Back in his native country Kapitza had to build up a new institute from scratch. Nevertheless, in 1938 he surprised the physics community by the discovery of the superfluidity of helium, implying that the internal friction (viscosity) of the fluid disappears below 2.2 K (the so-called lambda-point of helium). The same discovery was made independently by Allen and Misener at the Mond Laboratory. Later Kapitza has pursued these investigations in a brilliant way, at the same time guiding and inspiring younger collaborators, among whom we remember the late Lev Landau, recipient of the physics prize 1962 “for his pioneering theories for condensed matter, especially liquid helium”. Among Kapitza’s accomplishments we should also mention the method he developed for producing very strong magnetic fields.

Kapitza stands out as one of the greatest experimenters of our time, in his domain the uncontested pioneer, leader and master.

We now move from the Institute of Physical Problems, Moscow, to Bell Telephone Laboratories, Holmdel, New Jersey, USA. Here Karl Jansky, in the beginning of the thirties, built a large movable aerial to investigate sources of radio noise and discovered that some of the noise was due to radio waves coming from the Milky Way. This was the beginning of radio astronomy that has taken such an astounding development after the second World War – as an illustration let me recall the discovery of the pulsars, honoured with the physics prize 1974.

In the early 1960ies a station was set up in Holmdel to communicate with the satellites Echo and Telstar. The equipment, including a steerable horn antenna, made it a very sensitive receiver for microwaves, i.e. radio waves of a few cm wavelength. Later radio astronomers Arno Penzias and Robert Wilson got the chance to adapt the instrument for observing radio noise e.g. from the Milky Way. They chose a wave length c. 7 cm where the cosmic contribution was supposed to be insignificant. The task of eliminating various sources of errors and noise turned out to be very difficult and time-consuming, but by and by it became clear that they had found a background radiation, equally strong in all directions, independent of time of the day and the year, so it could not come from the sun or our Galaxy. The strength of the radiation corresponded to what technicians call an antenna temperature of 3 K.

Continued investigations have confirmed that this background radiation varies with wave length in the way prescribed by wellknown laws for a space, kept at the temperature 3 K. Our Italian colleagues call it “la luce fredda” – the cold light.

*****

## The problem
Please state the temperature below which, according to the text above on low-temperature physics and radio astronomy, the viscosity of helium disappears.

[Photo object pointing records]
*****

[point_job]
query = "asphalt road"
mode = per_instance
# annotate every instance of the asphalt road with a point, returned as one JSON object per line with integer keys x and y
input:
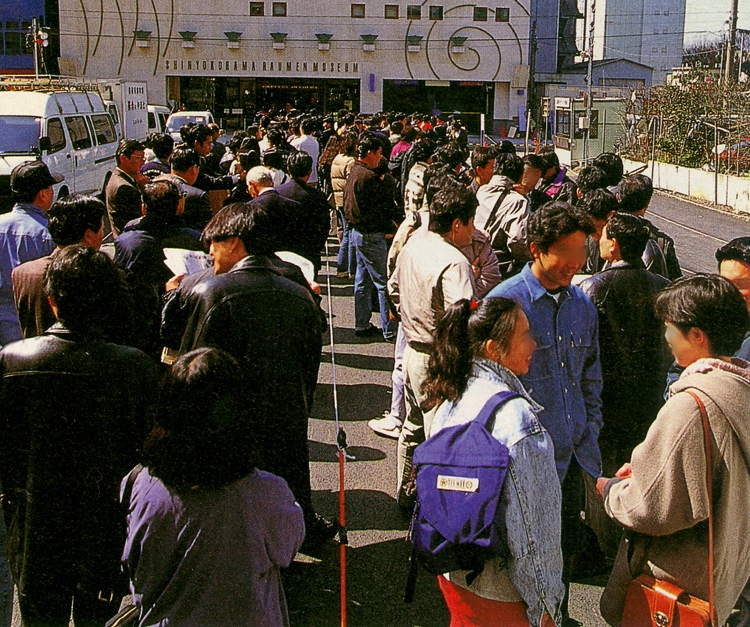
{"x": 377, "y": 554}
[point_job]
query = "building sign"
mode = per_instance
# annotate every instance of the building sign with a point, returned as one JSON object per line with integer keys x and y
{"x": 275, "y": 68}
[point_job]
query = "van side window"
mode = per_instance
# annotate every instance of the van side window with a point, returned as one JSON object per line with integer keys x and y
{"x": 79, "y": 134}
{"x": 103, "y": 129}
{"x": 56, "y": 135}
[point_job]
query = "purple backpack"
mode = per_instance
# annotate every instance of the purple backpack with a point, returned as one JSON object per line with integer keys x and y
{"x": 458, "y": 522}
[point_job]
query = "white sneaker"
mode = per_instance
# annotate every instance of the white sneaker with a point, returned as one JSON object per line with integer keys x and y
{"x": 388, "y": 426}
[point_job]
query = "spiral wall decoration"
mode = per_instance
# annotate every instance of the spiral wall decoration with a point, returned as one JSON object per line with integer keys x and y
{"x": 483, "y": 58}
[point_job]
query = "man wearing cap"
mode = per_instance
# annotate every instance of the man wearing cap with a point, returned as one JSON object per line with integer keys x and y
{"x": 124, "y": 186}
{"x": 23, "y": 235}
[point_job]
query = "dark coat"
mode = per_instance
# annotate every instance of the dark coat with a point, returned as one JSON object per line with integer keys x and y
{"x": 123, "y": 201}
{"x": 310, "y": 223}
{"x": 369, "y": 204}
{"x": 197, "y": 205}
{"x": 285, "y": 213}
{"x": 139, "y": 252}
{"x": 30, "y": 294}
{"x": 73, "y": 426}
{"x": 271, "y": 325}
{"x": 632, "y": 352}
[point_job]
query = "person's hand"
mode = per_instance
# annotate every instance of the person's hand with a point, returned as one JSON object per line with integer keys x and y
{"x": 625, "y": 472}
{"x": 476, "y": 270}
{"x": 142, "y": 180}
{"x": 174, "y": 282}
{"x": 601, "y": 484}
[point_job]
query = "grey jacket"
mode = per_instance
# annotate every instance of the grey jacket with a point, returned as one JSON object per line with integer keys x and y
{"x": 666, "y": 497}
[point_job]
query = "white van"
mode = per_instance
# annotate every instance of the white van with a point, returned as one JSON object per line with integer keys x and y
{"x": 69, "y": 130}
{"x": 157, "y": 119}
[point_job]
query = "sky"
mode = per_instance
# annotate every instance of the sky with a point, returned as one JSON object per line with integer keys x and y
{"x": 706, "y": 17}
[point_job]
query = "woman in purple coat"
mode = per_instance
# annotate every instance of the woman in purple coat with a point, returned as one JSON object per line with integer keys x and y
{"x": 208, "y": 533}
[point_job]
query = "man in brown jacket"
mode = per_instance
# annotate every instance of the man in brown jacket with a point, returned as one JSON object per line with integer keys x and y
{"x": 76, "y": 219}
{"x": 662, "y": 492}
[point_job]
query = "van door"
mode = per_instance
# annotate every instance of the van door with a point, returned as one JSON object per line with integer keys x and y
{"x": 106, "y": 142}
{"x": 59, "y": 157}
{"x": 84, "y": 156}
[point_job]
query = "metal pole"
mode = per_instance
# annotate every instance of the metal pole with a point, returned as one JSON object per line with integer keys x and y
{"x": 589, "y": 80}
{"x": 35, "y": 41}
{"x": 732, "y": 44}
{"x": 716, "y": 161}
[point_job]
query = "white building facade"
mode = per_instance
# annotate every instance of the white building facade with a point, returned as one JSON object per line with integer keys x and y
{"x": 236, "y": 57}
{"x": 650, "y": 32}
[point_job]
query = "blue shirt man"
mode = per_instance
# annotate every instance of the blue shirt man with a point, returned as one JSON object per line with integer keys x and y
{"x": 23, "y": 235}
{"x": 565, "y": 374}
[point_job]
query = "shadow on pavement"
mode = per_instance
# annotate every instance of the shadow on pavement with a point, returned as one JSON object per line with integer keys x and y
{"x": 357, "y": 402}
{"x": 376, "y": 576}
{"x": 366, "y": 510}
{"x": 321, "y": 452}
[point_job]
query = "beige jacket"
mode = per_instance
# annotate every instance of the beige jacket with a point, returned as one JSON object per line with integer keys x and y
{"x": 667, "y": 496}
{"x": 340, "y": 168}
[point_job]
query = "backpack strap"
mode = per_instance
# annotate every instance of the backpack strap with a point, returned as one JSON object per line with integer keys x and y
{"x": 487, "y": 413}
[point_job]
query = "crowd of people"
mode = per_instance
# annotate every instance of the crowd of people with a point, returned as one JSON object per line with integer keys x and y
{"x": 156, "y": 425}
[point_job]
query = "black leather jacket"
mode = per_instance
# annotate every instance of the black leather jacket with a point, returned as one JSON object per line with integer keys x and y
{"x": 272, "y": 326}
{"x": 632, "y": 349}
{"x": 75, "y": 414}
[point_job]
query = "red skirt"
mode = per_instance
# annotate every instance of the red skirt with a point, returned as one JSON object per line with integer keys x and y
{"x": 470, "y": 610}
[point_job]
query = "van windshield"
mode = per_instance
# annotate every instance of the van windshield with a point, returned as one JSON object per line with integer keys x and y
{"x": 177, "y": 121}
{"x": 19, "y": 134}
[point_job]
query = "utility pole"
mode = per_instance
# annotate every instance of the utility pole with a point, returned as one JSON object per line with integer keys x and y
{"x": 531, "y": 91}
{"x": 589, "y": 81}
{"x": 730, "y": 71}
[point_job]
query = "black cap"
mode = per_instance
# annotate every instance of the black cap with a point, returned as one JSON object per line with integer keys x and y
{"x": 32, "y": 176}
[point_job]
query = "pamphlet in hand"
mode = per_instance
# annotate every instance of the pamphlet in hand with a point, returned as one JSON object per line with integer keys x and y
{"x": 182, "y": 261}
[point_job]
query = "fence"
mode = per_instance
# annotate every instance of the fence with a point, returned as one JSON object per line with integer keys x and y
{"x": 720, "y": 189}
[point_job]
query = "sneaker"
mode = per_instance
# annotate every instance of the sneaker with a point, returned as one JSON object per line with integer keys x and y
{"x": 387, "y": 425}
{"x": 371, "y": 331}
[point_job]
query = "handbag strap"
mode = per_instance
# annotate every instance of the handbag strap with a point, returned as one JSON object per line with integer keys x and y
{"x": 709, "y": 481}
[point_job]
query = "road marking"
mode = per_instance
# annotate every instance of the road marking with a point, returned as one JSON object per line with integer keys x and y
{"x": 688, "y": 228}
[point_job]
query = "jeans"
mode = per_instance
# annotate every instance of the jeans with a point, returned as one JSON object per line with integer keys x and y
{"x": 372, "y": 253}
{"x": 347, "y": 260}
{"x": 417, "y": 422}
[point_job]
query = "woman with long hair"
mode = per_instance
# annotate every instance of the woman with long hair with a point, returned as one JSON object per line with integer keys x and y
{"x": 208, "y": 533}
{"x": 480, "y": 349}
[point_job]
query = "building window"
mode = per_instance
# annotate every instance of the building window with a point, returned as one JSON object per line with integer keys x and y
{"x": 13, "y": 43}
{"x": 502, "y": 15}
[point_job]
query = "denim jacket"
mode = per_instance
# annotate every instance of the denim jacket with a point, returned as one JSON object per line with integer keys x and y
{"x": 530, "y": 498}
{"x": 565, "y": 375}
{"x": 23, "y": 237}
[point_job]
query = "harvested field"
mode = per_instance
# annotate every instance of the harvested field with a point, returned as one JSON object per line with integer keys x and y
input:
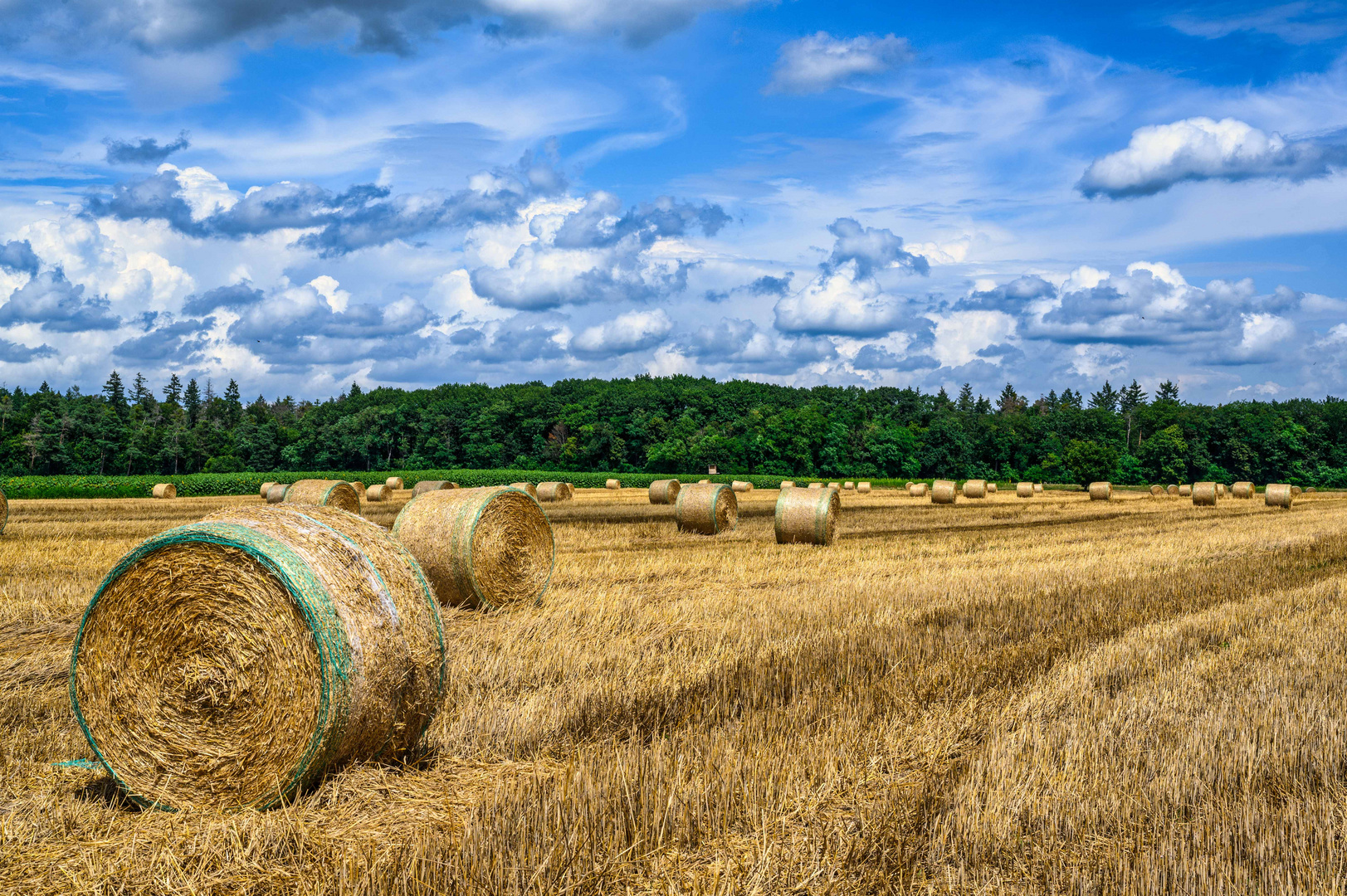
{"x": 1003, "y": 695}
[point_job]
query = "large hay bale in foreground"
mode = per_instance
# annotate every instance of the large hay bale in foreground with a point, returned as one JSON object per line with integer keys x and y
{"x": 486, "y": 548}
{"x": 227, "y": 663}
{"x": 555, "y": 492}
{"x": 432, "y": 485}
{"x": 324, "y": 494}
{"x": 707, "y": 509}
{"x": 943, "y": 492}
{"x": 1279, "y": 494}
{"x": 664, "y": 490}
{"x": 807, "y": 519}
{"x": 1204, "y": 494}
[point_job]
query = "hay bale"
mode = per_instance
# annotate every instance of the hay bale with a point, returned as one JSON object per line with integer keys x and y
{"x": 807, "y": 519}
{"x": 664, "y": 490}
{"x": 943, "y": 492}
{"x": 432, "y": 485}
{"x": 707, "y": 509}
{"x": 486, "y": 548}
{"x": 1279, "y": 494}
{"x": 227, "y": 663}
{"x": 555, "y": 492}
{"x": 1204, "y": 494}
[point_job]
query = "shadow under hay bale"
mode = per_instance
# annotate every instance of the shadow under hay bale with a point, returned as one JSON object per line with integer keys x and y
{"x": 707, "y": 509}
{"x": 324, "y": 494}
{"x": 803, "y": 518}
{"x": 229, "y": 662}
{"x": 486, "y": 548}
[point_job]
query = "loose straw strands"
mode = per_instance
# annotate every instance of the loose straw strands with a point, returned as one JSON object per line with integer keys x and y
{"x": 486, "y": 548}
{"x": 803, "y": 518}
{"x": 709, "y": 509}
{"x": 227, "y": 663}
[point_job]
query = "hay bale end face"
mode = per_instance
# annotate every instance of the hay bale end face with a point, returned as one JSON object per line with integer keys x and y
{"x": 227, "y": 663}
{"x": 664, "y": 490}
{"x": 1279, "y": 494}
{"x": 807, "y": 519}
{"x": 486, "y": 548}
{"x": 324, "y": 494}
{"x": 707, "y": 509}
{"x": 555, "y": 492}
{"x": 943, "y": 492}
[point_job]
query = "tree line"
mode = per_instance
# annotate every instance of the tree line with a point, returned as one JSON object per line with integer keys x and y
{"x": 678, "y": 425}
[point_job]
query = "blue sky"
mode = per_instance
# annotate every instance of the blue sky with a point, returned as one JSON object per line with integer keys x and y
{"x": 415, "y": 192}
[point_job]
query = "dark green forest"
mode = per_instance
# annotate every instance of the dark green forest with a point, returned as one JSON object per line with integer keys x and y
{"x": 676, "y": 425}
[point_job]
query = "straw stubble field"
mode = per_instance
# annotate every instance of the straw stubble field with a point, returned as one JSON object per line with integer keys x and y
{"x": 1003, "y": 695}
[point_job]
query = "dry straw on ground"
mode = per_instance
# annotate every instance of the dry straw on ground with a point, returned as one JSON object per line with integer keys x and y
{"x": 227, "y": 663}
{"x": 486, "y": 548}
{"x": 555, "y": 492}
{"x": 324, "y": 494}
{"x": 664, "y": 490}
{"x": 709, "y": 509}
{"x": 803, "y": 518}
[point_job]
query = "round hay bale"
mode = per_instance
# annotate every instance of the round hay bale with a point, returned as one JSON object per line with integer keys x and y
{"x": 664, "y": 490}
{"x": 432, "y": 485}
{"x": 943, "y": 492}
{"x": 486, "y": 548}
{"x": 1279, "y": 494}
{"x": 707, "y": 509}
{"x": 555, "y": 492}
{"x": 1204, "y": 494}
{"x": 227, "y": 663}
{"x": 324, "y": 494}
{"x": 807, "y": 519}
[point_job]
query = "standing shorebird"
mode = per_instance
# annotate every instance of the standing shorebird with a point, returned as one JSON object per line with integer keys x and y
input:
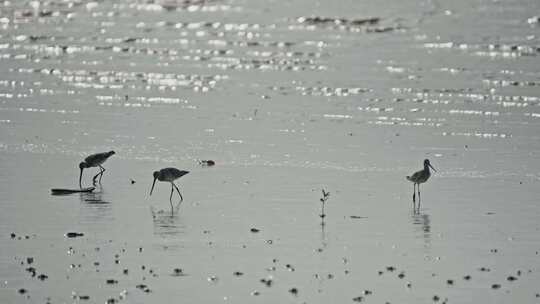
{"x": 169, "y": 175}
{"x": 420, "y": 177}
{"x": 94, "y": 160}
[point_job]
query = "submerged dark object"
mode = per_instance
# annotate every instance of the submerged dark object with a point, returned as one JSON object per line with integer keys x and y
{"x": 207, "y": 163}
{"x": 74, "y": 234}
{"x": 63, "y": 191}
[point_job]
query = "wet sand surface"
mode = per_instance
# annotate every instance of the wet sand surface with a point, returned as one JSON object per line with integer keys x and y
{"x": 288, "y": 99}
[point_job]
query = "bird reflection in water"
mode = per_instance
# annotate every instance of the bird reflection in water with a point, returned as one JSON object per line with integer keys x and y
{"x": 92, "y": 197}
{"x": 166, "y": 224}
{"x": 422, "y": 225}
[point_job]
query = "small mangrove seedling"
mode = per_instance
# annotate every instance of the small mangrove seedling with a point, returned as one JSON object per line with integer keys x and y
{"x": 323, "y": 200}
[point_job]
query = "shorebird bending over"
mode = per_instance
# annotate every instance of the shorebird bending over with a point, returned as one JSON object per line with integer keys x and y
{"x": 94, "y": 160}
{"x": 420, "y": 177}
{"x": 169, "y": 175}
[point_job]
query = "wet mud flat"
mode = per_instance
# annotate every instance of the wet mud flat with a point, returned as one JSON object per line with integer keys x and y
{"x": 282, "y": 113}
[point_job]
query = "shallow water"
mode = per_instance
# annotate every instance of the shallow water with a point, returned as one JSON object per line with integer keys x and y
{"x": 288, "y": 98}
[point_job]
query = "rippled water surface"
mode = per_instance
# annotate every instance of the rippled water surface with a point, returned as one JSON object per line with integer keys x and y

*****

## The output
Below 2.2 K, the lambda-point of helium.